§ **Required work**: Find every line in the records below that holds the word "tree" and copy it.

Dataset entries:
▶
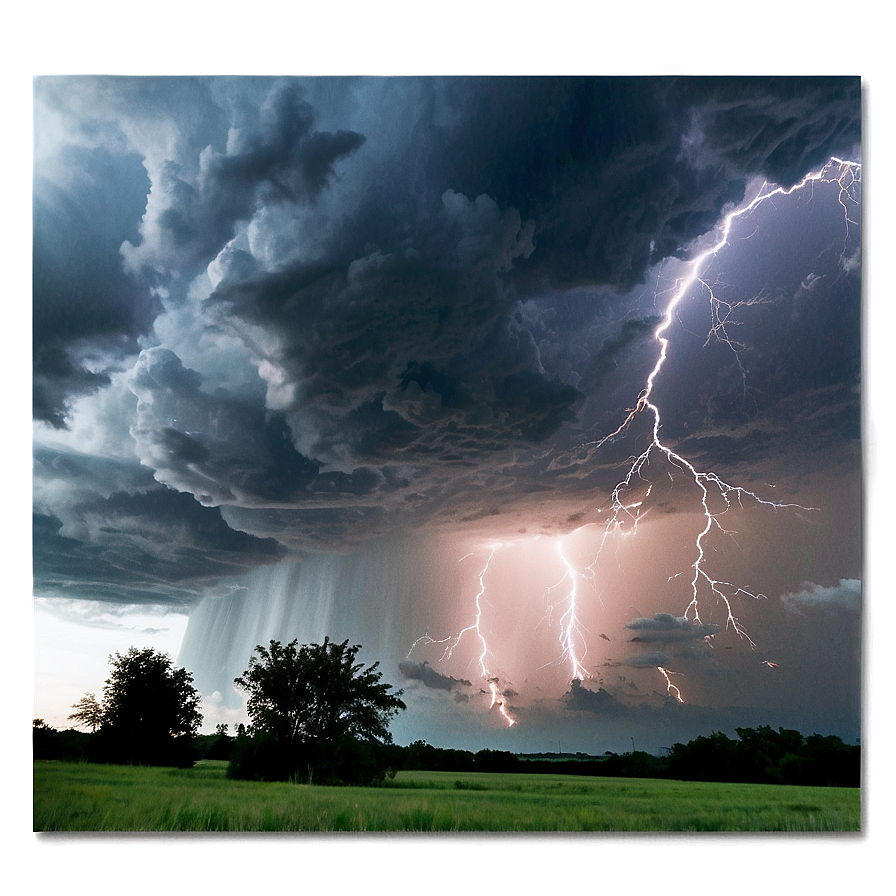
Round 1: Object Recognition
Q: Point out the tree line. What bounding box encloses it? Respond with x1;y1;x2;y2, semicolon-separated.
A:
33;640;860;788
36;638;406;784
◀
▶
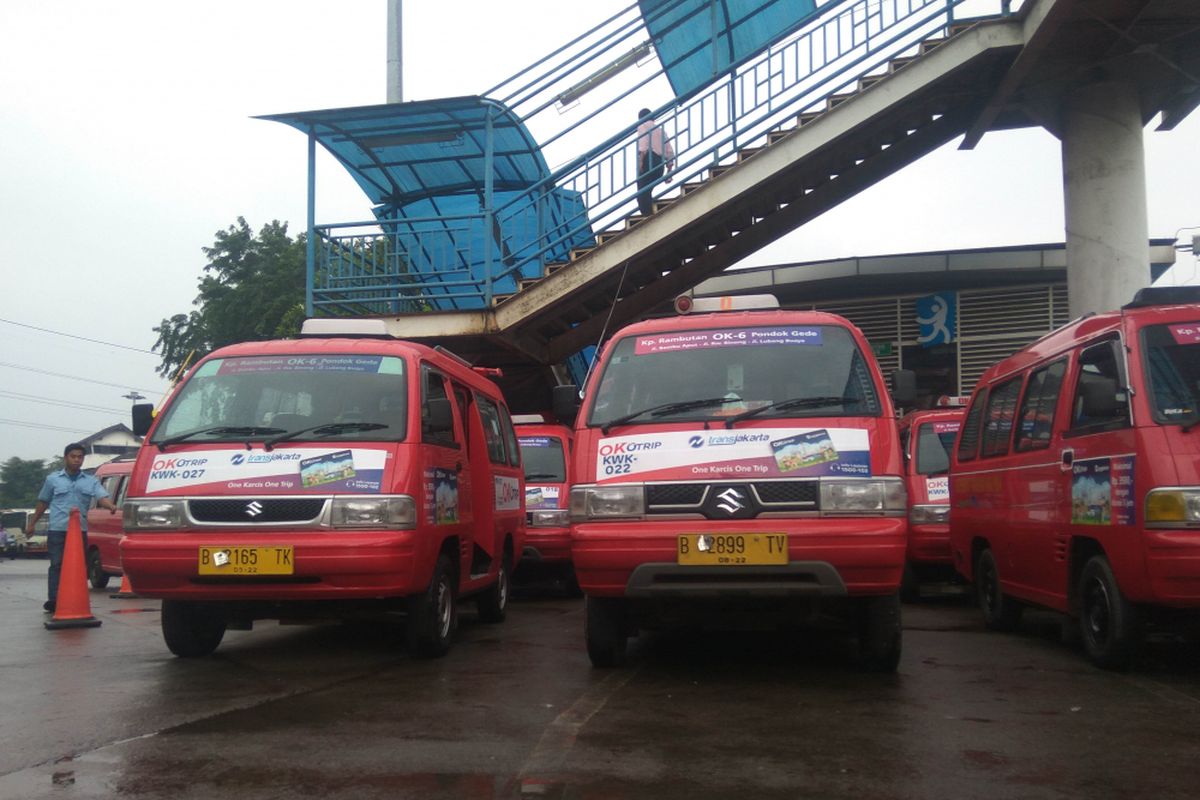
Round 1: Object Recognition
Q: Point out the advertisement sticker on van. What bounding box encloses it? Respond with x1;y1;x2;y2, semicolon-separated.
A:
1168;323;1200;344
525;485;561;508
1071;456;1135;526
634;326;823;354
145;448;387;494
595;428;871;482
◀
▶
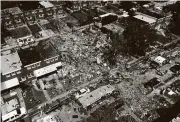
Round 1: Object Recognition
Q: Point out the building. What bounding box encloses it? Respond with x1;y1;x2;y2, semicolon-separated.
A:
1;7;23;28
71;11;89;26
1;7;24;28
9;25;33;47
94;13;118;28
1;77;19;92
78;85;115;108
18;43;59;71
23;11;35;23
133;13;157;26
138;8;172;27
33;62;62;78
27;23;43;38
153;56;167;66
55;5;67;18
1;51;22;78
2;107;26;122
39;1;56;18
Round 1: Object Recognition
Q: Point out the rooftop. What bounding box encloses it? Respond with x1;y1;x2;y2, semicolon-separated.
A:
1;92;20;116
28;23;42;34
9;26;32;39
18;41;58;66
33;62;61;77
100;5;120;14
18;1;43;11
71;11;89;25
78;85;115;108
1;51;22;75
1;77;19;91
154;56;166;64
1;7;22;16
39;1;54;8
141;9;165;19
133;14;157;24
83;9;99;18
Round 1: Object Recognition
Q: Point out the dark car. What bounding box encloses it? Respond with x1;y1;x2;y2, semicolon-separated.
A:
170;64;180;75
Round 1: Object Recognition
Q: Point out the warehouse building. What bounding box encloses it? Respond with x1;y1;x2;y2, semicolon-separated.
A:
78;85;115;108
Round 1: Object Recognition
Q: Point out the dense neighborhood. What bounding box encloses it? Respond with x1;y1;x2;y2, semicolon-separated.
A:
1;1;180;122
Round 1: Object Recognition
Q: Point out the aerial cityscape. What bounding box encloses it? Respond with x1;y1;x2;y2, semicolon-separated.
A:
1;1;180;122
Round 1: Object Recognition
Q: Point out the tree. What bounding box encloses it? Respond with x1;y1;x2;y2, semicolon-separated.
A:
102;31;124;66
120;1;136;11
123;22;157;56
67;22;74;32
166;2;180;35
◀
§ **Problem solution**:
Q: Point out the tree line. What bounding box encloses it? Respond with x1;y1;x2;y2, semicolon-separated.
Q: Point out the tree. What bounding box encloses it? Respond with x1;y1;x2;y2, semicolon-separated.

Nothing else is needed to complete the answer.